Exercise directions:
Each of the lines below must be retyped character for character.

Data supplied:
________________
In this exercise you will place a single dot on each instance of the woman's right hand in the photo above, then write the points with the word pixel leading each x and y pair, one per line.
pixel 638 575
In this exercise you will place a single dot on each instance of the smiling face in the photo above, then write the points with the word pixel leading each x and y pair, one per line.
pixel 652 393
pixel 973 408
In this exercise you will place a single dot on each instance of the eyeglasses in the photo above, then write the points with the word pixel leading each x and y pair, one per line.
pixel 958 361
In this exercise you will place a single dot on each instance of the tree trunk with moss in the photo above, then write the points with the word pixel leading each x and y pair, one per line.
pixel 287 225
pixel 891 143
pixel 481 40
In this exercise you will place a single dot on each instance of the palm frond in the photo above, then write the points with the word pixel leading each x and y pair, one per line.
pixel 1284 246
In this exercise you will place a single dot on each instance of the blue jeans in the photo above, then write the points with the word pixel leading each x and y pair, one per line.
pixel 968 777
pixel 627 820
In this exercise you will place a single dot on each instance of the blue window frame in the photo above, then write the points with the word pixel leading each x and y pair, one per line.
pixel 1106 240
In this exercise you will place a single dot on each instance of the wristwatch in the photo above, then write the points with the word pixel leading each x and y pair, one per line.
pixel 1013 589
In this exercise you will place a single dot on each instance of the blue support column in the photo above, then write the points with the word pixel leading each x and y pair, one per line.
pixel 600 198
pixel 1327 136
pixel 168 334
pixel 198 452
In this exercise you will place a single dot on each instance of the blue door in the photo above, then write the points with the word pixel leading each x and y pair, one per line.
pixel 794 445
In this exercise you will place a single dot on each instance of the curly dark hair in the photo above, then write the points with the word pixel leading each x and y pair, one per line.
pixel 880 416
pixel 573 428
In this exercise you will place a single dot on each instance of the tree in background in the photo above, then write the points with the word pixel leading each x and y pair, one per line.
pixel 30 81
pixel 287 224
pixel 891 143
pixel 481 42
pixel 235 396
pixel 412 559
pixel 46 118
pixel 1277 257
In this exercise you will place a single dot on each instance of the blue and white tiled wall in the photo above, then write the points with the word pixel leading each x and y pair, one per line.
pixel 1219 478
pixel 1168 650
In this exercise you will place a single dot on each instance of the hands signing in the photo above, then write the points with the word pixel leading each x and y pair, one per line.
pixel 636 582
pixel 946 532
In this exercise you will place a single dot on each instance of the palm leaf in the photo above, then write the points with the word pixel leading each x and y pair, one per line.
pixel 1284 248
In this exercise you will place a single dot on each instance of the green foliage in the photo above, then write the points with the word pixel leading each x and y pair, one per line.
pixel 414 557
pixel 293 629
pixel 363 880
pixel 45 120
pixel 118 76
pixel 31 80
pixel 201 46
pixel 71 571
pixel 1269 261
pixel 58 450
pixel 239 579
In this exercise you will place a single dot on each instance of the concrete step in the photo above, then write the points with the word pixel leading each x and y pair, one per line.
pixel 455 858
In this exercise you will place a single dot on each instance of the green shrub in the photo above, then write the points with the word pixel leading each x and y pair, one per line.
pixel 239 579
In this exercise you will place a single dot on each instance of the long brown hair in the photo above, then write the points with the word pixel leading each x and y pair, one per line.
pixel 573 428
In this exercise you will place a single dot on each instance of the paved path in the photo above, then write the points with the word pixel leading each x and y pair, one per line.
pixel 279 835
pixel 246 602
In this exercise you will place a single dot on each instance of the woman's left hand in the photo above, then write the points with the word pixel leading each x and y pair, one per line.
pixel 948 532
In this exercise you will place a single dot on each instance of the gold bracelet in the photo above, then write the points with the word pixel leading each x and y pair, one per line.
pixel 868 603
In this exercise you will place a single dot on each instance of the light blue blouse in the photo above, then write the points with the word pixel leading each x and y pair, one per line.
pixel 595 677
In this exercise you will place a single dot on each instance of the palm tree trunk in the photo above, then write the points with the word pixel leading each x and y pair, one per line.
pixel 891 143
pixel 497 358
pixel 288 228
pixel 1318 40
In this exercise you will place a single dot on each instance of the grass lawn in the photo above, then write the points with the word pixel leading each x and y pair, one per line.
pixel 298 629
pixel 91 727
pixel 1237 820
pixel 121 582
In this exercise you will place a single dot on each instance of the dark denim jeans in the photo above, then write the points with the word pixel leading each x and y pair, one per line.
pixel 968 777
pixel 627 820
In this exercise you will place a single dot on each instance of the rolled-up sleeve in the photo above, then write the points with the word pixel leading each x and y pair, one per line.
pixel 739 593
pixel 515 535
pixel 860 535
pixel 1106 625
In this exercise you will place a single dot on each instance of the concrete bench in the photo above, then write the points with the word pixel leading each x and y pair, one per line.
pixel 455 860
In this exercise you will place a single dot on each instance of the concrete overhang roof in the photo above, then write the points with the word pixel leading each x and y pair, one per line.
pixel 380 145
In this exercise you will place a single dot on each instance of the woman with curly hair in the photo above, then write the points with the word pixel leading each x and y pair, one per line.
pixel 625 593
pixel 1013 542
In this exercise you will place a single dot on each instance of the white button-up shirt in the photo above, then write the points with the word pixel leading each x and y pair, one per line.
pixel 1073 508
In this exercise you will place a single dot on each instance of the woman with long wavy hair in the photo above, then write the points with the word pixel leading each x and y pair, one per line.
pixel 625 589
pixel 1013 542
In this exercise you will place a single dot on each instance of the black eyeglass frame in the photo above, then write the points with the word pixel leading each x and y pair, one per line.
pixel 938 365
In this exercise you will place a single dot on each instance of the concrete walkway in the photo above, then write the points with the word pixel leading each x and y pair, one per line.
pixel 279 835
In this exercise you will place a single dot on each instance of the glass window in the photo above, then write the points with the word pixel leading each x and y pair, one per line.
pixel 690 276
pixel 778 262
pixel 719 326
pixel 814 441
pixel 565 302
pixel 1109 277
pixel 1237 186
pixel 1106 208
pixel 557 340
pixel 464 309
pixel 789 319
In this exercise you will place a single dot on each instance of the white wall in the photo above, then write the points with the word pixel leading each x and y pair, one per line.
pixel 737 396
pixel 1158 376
________________
Written answer:
In this exercise you will place a single dot on each instance of the woman's right hand in the photo above, then write the points with the word pixel leading each x and y pair, one per line.
pixel 638 575
In this exercise you will place a single dot on each instance of the smiling face in the photo above, then write the points with the word pixel leading each x and y pair, one per line.
pixel 652 393
pixel 973 408
In this exercise you will place a single dot on each instance of the eyeglasses in the photo above, then write the points with the word pixel leading each x and y pair, one per line.
pixel 958 361
In this exercise you will place a single dot on each instance of the tree trunk with moss in the photo above, then write the points with the word pixel leading each x and y pair, one per line.
pixel 287 225
pixel 891 143
pixel 481 40
In this exercise you will place a single dot on each instance of the palm frond in the photo above, then write the points with the word pixel leading each x and y pair, one per line.
pixel 1284 246
In this exercise you will place a single dot on each instance of the blue jeans in the photo above, then write the points with the word pixel leading each x and y pair, one per line.
pixel 968 777
pixel 627 820
In this exercise you will place a single dot on each instance of the blue window frame in the photo above, then write the points with the word pixel leading each x and y pair, one per line.
pixel 1106 240
In this exercise you will place a single dot on each instance of the wristwatch in the photo above, then write the points with the word pixel leading each x and y pair, one per line.
pixel 1013 589
In this exercise you will place a single dot on each instance of the blue support column in the photo above, then write the points with the word pixel leading each x and y pair, one per line.
pixel 600 198
pixel 1327 136
pixel 168 334
pixel 198 452
In this exercise you will place a single dot on each instance of the blue door in the photo above, then write the points with the word pixel leading each x and y pair, one per line.
pixel 794 445
In this exercise you will place a single dot on each instance of the curly dark hair in the photo above, then write the points with the word pixel leading each x and y pair, one per line.
pixel 880 416
pixel 573 428
In this exercise you will place a single dot on each instance of the tree in background in the photo above, then write the points with the word pixel leading each x and y pair, one per line.
pixel 30 81
pixel 287 224
pixel 891 143
pixel 481 42
pixel 235 396
pixel 412 559
pixel 46 118
pixel 1277 257
In this exercise you will place a single dot on each instance of the blue and white tiled wall in the photo above, then write the points with the word pixel leading each x and y pair, one per line.
pixel 1219 478
pixel 1168 650
In this exercise you will place a single dot on each instance of the hands signing in the photo above, then write the points with the word pixel leading each x and y pair, one per line.
pixel 636 582
pixel 946 532
In this exercise you will place a single dot on each instance of the palm leaf in the photo above, then write the points with the word pixel leading each x and y pair, one per line.
pixel 1284 248
In this exercise you will place a single dot on each instance of the green foliage in the photo above, then write the points with the word pixel leading each x and y pair, one per line.
pixel 414 557
pixel 293 629
pixel 363 880
pixel 45 120
pixel 118 76
pixel 31 80
pixel 201 46
pixel 71 571
pixel 1269 261
pixel 58 450
pixel 239 579
In this exercise you will place a single dot on each instance of the concrete step in the photo above, then write the points with the word pixel leading each x and y pair, one per line.
pixel 455 858
In this exercise you will place a single dot on each instance of the green shrub in the photo above, then write the points with the word pixel leading each x and y pair, one per line.
pixel 239 579
In this exercise you will place a single dot on each instance of the long brown hair in the photo above, then write the points with the word pixel leading each x and y pair, one per line.
pixel 573 428
In this exercise you will place a single dot on each instance of the paved path in the photo above, then write the points with the word pixel leading each x and y pair, one per line.
pixel 279 835
pixel 246 602
In this exercise you will place a single dot on each instance of the woman's left hand in the photo above, then write the points with the word pixel leading each x and y pair, one per line.
pixel 948 532
In this exercise you will place a single dot on each instance of the gold bracelet in the photo above, then write the points with the word pixel leading each x and y pair, one per line.
pixel 868 603
In this exercise you will place a single dot on each instance of the light blue blouse in the photo above, then write the points with the word pixel leading each x and y pair, one per line.
pixel 595 677
In this exercise you will place a single dot on each instance of the palm tree trunk in the photo above, then write the points with the word pixel leading each x and y pair, one per line.
pixel 891 143
pixel 497 358
pixel 288 228
pixel 1318 40
In this exercise you will place a single dot on each instance of the grass lawn in the photo above, then write the points with the word pixel leading each x and y pair, one per line.
pixel 298 629
pixel 91 727
pixel 1237 820
pixel 121 582
In this exercise you will place a single dot on each instance of the dark denim jeans in the photo above, then write the points with the word pixel leading each x and y pair, one per line.
pixel 968 777
pixel 627 820
In this exercise you will place a single dot on each instance of the rolled-up sleeve in the photo above, then write the points with the word pixel leading each x and y pair, one per line.
pixel 739 593
pixel 515 535
pixel 860 535
pixel 1106 625
In this exercise you will place a single dot on each instance of the concrete bench in the photo above, then write the points with the word pixel leading each x and y pair, one per line.
pixel 455 860
In this exercise you will place a single dot on each instance of the concrete overhang roof in the photo above, then write the points with the word pixel leading each x and y pair, one per line.
pixel 380 145
In this exercise you will place a single dot on each instance of the woman with curly hair in the photo above, then write the points with the word pixel leading each x and y pair, one per line.
pixel 625 593
pixel 1013 542
In this exercise you will place a single dot on each instance of the white button-up shirt in the photo above, then write the points with the word pixel leading each x and y pair, one per line.
pixel 1073 508
In this exercise you will place a single dot on each instance of the woman with long wavy hair in the photo above, then write the points with the word pixel leading each x and y pair, one per line.
pixel 625 589
pixel 1013 542
In this exercise you will place a single dot on each instance of the black eyeglass frame in the photo above, then write the points with the word pixel leading each x and y pair, one per line.
pixel 938 365
In this exercise you will place a single dot on each instance of the concrete walkway in the photo above, then write the points with the word pixel leading each x and y pair, one per line.
pixel 279 835
In this exercise you will place a single dot on each instance of the glass window in the photo above, then write the points with the word pixel leading each x and y pair, one per line.
pixel 690 276
pixel 778 262
pixel 719 326
pixel 814 441
pixel 565 302
pixel 1109 277
pixel 1237 186
pixel 1106 208
pixel 557 340
pixel 464 309
pixel 789 319
In this exercise you will place a single dot on each instance of the white wall in the photo above, then write the points with the word pixel leading each x and y pair, one per line.
pixel 737 396
pixel 1158 376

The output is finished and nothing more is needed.